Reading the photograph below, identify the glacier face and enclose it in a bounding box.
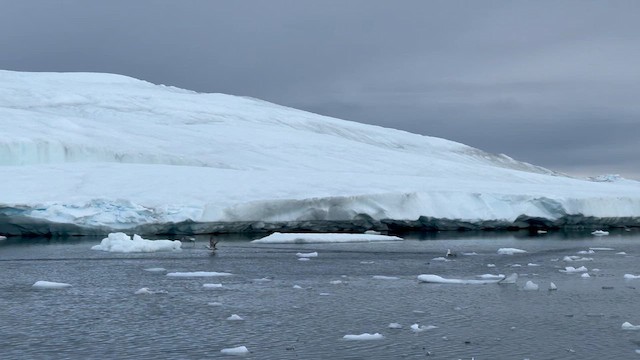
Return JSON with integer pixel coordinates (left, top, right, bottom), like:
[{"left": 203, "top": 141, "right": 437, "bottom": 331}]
[{"left": 0, "top": 71, "right": 640, "bottom": 235}]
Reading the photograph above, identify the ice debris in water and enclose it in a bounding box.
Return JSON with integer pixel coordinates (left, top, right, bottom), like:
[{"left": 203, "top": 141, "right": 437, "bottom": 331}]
[
  {"left": 411, "top": 324, "right": 438, "bottom": 332},
  {"left": 220, "top": 346, "right": 249, "bottom": 355},
  {"left": 498, "top": 248, "right": 527, "bottom": 255},
  {"left": 91, "top": 232, "right": 182, "bottom": 253},
  {"left": 342, "top": 333, "right": 384, "bottom": 340},
  {"left": 32, "top": 280, "right": 71, "bottom": 289},
  {"left": 622, "top": 321, "right": 640, "bottom": 330},
  {"left": 559, "top": 266, "right": 589, "bottom": 273},
  {"left": 296, "top": 251, "right": 318, "bottom": 258}
]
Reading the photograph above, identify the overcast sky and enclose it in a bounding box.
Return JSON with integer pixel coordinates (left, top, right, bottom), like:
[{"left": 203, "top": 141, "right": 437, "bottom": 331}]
[{"left": 0, "top": 0, "right": 640, "bottom": 179}]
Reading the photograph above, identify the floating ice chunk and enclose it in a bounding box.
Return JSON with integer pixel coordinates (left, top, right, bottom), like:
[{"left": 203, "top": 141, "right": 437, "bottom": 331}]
[
  {"left": 202, "top": 284, "right": 222, "bottom": 289},
  {"left": 91, "top": 232, "right": 182, "bottom": 253},
  {"left": 373, "top": 275, "right": 399, "bottom": 280},
  {"left": 622, "top": 321, "right": 640, "bottom": 330},
  {"left": 342, "top": 333, "right": 384, "bottom": 340},
  {"left": 523, "top": 280, "right": 539, "bottom": 291},
  {"left": 252, "top": 232, "right": 403, "bottom": 244},
  {"left": 431, "top": 256, "right": 451, "bottom": 262},
  {"left": 411, "top": 324, "right": 438, "bottom": 332},
  {"left": 167, "top": 271, "right": 233, "bottom": 277},
  {"left": 578, "top": 249, "right": 596, "bottom": 255},
  {"left": 498, "top": 273, "right": 518, "bottom": 284},
  {"left": 562, "top": 255, "right": 593, "bottom": 262},
  {"left": 559, "top": 266, "right": 589, "bottom": 273},
  {"left": 220, "top": 346, "right": 249, "bottom": 355},
  {"left": 498, "top": 248, "right": 527, "bottom": 255},
  {"left": 418, "top": 274, "right": 502, "bottom": 285},
  {"left": 32, "top": 280, "right": 71, "bottom": 289},
  {"left": 476, "top": 274, "right": 504, "bottom": 280},
  {"left": 296, "top": 251, "right": 318, "bottom": 258}
]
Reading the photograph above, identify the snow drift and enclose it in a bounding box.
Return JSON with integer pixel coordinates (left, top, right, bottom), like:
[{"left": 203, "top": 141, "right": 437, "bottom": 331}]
[{"left": 0, "top": 71, "right": 640, "bottom": 234}]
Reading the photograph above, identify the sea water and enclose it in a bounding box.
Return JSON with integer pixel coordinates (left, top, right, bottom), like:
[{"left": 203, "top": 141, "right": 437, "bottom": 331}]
[{"left": 0, "top": 232, "right": 640, "bottom": 359}]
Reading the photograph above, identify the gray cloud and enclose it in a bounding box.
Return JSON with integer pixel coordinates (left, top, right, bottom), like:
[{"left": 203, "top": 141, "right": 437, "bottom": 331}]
[{"left": 0, "top": 0, "right": 640, "bottom": 179}]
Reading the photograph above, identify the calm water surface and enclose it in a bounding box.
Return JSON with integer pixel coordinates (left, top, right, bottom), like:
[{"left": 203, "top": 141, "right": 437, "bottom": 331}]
[{"left": 0, "top": 232, "right": 640, "bottom": 360}]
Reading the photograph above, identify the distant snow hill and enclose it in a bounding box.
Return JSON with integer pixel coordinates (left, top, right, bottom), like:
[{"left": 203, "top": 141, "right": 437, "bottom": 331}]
[{"left": 0, "top": 71, "right": 640, "bottom": 234}]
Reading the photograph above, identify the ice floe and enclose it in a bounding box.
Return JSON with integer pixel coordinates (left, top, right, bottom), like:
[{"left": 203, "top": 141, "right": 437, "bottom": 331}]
[
  {"left": 523, "top": 280, "right": 539, "bottom": 291},
  {"left": 622, "top": 321, "right": 640, "bottom": 330},
  {"left": 498, "top": 248, "right": 527, "bottom": 255},
  {"left": 252, "top": 232, "right": 403, "bottom": 244},
  {"left": 418, "top": 274, "right": 503, "bottom": 285},
  {"left": 372, "top": 275, "right": 399, "bottom": 280},
  {"left": 296, "top": 251, "right": 318, "bottom": 258},
  {"left": 167, "top": 271, "right": 233, "bottom": 277},
  {"left": 559, "top": 266, "right": 589, "bottom": 273},
  {"left": 32, "top": 280, "right": 71, "bottom": 289},
  {"left": 342, "top": 333, "right": 384, "bottom": 340},
  {"left": 220, "top": 346, "right": 249, "bottom": 355},
  {"left": 411, "top": 324, "right": 438, "bottom": 332},
  {"left": 202, "top": 284, "right": 222, "bottom": 289},
  {"left": 91, "top": 232, "right": 182, "bottom": 253}
]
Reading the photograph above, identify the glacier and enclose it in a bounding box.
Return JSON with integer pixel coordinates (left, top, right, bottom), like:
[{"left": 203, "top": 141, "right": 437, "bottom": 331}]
[{"left": 0, "top": 71, "right": 640, "bottom": 235}]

-=-=-

> [问题描述]: 上面哪些行含有“water”这个词？请把这些行逐一原样返回。

> [例题解答]:
Reading the photograph above, identify the ice debris in water and enclose it in a bounding box.
Reading the photograph above, identify the sea water and enclose it in a bounding box.
Reading the photograph above, identify the calm water surface and enclose it in a bounding box.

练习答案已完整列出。